From the data below, pick out every line that contains the word "building" and copy each one in full.

********************

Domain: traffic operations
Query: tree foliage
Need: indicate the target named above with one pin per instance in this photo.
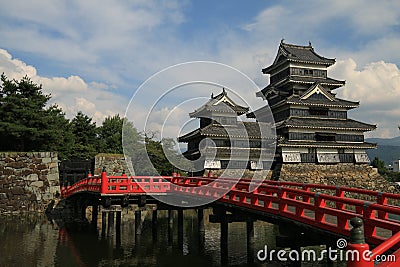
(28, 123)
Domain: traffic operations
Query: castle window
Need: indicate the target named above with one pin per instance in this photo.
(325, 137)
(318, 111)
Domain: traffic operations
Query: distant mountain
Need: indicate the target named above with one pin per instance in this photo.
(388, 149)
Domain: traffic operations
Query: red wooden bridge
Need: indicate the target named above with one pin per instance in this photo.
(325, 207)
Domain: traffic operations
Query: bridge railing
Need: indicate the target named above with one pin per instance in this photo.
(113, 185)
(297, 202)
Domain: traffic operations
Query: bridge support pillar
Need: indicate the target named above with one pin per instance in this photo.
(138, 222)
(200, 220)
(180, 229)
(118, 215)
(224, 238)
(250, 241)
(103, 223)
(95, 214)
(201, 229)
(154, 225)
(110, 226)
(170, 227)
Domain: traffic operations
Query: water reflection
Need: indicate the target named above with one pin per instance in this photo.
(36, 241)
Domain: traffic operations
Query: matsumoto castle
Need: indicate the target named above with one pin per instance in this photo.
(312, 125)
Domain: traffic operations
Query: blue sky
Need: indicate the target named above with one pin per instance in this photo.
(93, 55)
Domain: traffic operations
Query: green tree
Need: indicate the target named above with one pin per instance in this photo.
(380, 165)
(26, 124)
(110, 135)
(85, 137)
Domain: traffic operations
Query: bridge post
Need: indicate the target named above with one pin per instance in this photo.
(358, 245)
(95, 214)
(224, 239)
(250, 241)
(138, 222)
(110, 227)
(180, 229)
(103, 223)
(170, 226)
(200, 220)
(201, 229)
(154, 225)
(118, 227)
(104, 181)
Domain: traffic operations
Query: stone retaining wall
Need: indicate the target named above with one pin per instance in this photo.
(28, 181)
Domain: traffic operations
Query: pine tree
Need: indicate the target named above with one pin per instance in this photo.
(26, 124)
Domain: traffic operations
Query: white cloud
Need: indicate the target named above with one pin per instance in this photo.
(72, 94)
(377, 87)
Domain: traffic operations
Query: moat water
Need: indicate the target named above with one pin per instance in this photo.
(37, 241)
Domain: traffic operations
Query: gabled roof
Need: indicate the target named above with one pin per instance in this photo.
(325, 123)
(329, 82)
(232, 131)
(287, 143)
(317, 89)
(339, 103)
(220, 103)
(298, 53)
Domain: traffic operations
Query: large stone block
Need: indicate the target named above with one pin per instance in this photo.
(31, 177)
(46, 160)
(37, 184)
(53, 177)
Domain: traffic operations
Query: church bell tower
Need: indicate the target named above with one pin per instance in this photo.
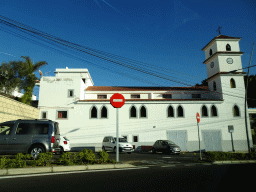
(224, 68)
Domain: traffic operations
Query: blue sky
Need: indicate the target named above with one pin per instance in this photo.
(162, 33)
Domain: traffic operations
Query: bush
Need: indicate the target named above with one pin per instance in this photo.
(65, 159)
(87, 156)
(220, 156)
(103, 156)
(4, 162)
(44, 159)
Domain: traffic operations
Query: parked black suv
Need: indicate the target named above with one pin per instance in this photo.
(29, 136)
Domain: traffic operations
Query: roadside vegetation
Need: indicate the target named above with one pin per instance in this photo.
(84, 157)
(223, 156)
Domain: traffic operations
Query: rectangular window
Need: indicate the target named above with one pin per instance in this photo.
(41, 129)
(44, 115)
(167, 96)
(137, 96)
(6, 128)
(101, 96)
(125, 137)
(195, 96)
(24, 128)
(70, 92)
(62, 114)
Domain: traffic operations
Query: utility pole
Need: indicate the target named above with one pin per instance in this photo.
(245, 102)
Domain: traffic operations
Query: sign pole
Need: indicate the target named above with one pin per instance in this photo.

********************

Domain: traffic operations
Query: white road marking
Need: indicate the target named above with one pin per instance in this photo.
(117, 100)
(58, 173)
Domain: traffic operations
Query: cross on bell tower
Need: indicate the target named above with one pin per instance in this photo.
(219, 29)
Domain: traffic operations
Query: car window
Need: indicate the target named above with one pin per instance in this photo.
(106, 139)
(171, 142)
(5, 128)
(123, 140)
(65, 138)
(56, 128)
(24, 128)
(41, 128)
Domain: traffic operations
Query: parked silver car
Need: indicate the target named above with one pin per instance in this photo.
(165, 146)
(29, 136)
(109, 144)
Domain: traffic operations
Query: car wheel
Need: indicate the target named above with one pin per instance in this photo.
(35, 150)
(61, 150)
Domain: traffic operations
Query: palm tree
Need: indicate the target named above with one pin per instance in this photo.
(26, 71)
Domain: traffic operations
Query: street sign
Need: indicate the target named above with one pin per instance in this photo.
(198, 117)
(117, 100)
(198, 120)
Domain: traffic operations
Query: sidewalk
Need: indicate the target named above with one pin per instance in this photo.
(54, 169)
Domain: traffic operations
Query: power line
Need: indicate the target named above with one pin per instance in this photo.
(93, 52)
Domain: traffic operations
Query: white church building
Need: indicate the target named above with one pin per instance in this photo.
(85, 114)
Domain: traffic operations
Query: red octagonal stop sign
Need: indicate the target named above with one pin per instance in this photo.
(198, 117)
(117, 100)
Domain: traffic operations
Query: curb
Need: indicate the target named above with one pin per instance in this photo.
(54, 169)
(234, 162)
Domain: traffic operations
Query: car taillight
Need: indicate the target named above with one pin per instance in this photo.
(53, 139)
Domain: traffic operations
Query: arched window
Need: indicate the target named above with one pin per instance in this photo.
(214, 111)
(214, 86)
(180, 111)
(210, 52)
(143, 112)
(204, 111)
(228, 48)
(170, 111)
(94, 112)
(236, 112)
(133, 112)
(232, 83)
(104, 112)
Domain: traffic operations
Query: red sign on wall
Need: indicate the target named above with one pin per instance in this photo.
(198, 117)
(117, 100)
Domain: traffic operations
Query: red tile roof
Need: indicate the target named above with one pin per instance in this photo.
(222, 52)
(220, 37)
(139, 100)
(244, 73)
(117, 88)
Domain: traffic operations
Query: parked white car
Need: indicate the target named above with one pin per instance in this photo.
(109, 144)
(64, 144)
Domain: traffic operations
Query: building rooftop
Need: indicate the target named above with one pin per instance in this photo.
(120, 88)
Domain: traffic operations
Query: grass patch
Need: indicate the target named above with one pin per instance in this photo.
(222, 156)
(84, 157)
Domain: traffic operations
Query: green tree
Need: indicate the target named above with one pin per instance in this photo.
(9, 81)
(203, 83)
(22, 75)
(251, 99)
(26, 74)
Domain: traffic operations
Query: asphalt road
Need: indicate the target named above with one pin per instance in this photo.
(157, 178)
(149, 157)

********************

§ **RESULT**:
Query: white church building
Query: building rooftop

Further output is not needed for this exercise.